AIM OF THE EXERCISE:
Could you rewrite all of the records below, replacing "Outline" with "Trace" and leaving everything else unchanged?

↓↓↓

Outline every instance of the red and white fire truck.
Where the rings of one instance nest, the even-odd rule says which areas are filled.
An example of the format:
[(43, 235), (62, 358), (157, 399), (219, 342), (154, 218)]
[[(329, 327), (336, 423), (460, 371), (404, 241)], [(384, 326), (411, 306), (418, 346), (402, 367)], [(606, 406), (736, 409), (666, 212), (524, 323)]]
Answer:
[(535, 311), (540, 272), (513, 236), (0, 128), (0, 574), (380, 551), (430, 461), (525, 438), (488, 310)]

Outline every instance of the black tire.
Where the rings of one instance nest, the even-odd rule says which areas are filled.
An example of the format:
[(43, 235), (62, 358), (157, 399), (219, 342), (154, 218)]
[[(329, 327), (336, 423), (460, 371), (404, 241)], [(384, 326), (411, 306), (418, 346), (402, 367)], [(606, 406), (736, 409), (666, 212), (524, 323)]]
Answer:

↑↑↑

SOLUTION FOR THIS PROBLEM:
Trace every instance of the red and white fire truck.
Where the rings of one instance nest, the even-odd rule says which areas are filled.
An example of the format:
[(43, 235), (62, 358), (157, 399), (219, 342), (154, 218)]
[[(329, 327), (336, 423), (460, 371), (404, 241)], [(384, 326), (411, 306), (418, 346), (402, 367)], [(606, 406), (736, 409), (666, 212), (524, 323)]]
Answer:
[(535, 311), (540, 272), (513, 236), (0, 128), (0, 574), (380, 551), (430, 461), (525, 438), (488, 310)]

Trace every instance of the black tire.
Where the rings of one instance nest, the even-odd rule says which areas are filled.
An example of the format:
[(43, 235), (62, 358), (157, 399), (219, 342), (154, 218)]
[[(329, 327), (336, 423), (460, 371), (404, 241)], [(384, 326), (411, 306), (418, 346), (402, 367)], [(606, 406), (736, 409), (666, 212), (524, 323)]]
Answer:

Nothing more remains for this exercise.